** TASKS FOR THIS EXERCISE **
A. List the header field names that appear in the quoted message near the end of the repeater post.
B. Rewrite the repeater post from "The problem with" to "Stories (Story #741)", switching "fix-it man" to "handyman".

** PASSAGE SHOWN **

——————————

We tried all of those suggestions. He turns a few things down, for a while, 
then when one or two people (with worse hearing or equipment than he) 
complains, he just turns it back up again, figuring since nobody complained any 
more, he must have turned it down too far.

The main repeater is a brand new (well, now 1 year old) Kenwood that's feeding 
a 200w amp. If he had left it as it came from the factory and not tweaked and 
twiddled every setting, we wouldn't be having this discussion since there 
wouldn't be any over-deviation, just excessive limiting going on, but at least 
it would be filtered and would peacefully coexist with its neighbors 25 kHz 
away.

I'm lucky; my repeater is only a mile or two away but it's 50 kHz away and with 
the same in/out relationship, so I don't have any problems.

The problem with showing up, equipment in hand, ready and willing to help, is 
that when I did that one time long ago, I became his resident fix-it man, and 
he called me for everything, and it became too much of a bother because he just 
wouldn't leave well-enough alone. Even after adjusting everything to spec, he 
still tweaked things himself. So no one volunteers like that any more. They get 
sucked in and then there's no way out.

Bob M.
======
--- On Tue, 9/16/08, Kris Kirby <[EMAIL PROTECTED]> wrote:

> From: Kris Kirby <[EMAIL PROTECTED]>
> Subject: Re: [Repeater-Builder] Repeater Audio War Stories (Story #741)
> To: [email protected]
> Date: Tuesday, September 16, 2008, 2:26 PM
> On Tue, 16 Sep 2008, Bob M. wrote:
> > The people in charge of the repeater 25 kHz away (and
> on the opposite 
> > split) DID contact the guy in charge of the
> over-deviating repeater.

——————————

** Some records **
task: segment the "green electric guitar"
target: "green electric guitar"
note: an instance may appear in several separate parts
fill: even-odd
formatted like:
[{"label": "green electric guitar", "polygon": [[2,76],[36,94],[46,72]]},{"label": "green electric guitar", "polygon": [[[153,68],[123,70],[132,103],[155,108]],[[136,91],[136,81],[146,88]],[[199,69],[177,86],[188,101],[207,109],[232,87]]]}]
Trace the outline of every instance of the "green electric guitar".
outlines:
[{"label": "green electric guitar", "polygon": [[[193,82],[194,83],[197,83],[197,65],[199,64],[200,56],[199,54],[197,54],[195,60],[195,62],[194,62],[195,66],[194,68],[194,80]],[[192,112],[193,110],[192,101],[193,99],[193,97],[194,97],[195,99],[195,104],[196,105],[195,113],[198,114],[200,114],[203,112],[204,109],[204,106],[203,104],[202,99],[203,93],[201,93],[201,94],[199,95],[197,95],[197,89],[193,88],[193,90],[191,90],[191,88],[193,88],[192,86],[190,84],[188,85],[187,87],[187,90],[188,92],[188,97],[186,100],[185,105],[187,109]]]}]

——————————

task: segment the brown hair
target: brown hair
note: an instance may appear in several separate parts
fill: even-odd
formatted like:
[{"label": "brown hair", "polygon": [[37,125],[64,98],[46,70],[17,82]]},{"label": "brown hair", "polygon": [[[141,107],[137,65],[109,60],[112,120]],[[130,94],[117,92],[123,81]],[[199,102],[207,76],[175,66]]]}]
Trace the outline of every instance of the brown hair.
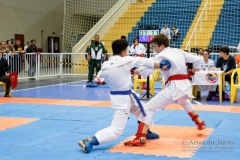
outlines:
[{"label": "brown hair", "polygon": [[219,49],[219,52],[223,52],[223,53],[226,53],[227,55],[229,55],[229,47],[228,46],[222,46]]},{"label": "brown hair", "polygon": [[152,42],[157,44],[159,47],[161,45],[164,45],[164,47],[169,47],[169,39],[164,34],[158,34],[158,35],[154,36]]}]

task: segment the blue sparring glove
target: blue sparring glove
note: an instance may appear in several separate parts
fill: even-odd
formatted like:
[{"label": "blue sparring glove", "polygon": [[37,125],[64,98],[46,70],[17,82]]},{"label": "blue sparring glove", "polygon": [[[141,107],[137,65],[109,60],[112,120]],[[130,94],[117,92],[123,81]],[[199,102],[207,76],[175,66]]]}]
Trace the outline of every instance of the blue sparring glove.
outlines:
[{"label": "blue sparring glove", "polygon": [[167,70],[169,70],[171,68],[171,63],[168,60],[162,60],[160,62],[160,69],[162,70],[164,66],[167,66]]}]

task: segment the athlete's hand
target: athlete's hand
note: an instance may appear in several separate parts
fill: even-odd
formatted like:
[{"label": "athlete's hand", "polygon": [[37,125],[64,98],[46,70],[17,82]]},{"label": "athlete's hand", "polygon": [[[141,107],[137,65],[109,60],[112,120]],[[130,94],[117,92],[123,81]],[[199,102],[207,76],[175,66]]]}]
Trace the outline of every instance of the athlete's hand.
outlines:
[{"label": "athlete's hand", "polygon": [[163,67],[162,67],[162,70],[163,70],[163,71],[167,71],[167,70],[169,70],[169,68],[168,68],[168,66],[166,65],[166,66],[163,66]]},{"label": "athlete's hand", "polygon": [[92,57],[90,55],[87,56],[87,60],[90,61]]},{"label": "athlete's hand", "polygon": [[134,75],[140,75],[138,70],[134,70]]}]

——————————

** ANSWER LIST **
A. From, Subject, To, Date

B.
The problem with showing up, equipment in hand, ready and willing to help, is 
that when I did that one time long ago, I became his resident handyman, and 
he called me for everything, and it became too much of a bother because he just 
wouldn't leave well-enough alone. Even after adjusting everything to spec, he 
still tweaked things himself. So no one volunteers like that any more. They get 
sucked in and then there's no way out.

Bob M.
======
--- On Tue, 9/16/08, Kris Kirby <[EMAIL PROTECTED]> wrote:

> From: Kris Kirby <[EMAIL PROTECTED]>
> Subject: Re: [Repeater-Builder] Repeater Audio War Stories (Story #741)